[[ Material for this exercise, beginning ]]
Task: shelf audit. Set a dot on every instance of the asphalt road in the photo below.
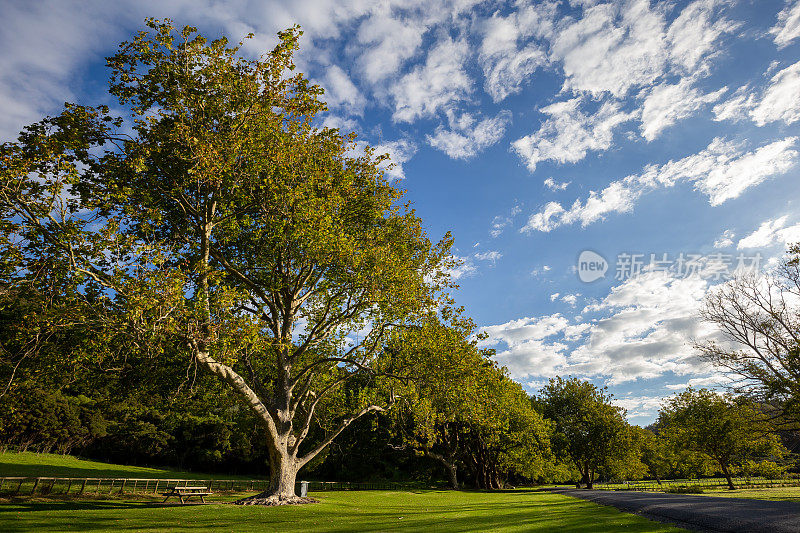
(701, 513)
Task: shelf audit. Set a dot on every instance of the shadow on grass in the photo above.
(345, 515)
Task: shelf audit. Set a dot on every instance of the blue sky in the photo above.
(533, 131)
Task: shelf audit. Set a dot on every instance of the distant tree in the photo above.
(759, 317)
(726, 429)
(461, 410)
(589, 429)
(221, 221)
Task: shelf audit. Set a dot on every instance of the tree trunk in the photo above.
(283, 468)
(727, 473)
(450, 466)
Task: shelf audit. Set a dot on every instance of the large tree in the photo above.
(589, 429)
(210, 211)
(726, 429)
(461, 409)
(759, 319)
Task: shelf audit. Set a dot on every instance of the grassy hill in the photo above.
(54, 465)
(339, 512)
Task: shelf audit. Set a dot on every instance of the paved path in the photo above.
(701, 513)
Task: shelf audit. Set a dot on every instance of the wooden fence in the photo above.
(714, 483)
(28, 486)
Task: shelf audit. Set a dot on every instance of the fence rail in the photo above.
(715, 483)
(28, 486)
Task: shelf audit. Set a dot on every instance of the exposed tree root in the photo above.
(274, 499)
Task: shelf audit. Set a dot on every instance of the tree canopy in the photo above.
(215, 215)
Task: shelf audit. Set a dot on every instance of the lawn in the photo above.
(518, 510)
(30, 464)
(788, 494)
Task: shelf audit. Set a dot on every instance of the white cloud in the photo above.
(611, 48)
(704, 382)
(536, 272)
(771, 232)
(492, 256)
(434, 86)
(506, 62)
(554, 185)
(500, 222)
(736, 107)
(780, 100)
(464, 269)
(468, 137)
(645, 331)
(722, 171)
(668, 103)
(571, 299)
(787, 28)
(341, 92)
(693, 34)
(725, 240)
(546, 219)
(387, 42)
(400, 151)
(640, 406)
(568, 134)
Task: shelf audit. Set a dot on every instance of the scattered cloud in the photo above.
[[ Material for this exercise, end ]]
● Assignment
Word for word, return the entries above, but without any pictures.

● Exercise response
Task: shelf audit. Set a dot on every instance of the asphalt road in the photo below.
(701, 513)
Task: shelf audit. Set a dot on every instance of the shadow on grass in the photo above.
(345, 515)
Task: shelf audit. Set a dot on every instance of the blue sky in the photo above.
(533, 131)
Task: shelf audit. Set a dot on every instance of the distant tree in the photo above.
(759, 317)
(726, 429)
(461, 410)
(589, 429)
(221, 221)
Task: shelf audit. Set a dot on every instance of the tree trunk in the photo above.
(283, 468)
(727, 473)
(450, 466)
Task: shelf audit. Set a dot on every instance of the large tree in the photo above.
(589, 429)
(210, 211)
(726, 429)
(461, 409)
(759, 319)
Task: shelf audit. Set a dot on every instance of the grassy hill in the photo above.
(54, 465)
(339, 512)
Task: shelf audit. Set a dot on every instance of the paved path in the photo above.
(701, 513)
Task: shelf audit. Set a dot on every instance of the wooden fence in the photo above.
(714, 483)
(28, 486)
Task: shelf audit. Set a dot on every instance of the fence rail in the photo above.
(715, 483)
(28, 486)
Task: shelf audit. Set a dot on every instance of the exposed tree root in the photo above.
(274, 499)
Task: shelf audit. Set a dot on every instance of the tree canopy in the photo above.
(215, 215)
Task: shelf audit. Set a dot on every instance of the lawn in the photo above.
(518, 510)
(30, 464)
(788, 494)
Task: shelf audit. Set a dot on every instance of the white cloud in the photo above.
(611, 48)
(704, 382)
(536, 272)
(771, 232)
(492, 256)
(434, 86)
(506, 62)
(554, 185)
(500, 222)
(736, 107)
(780, 100)
(464, 269)
(468, 137)
(645, 331)
(722, 171)
(668, 103)
(571, 299)
(787, 28)
(341, 92)
(693, 34)
(725, 240)
(546, 219)
(387, 42)
(400, 151)
(640, 406)
(568, 134)
Task: shelf audit. Set a dot on every instance of the scattered cloud in the photo above.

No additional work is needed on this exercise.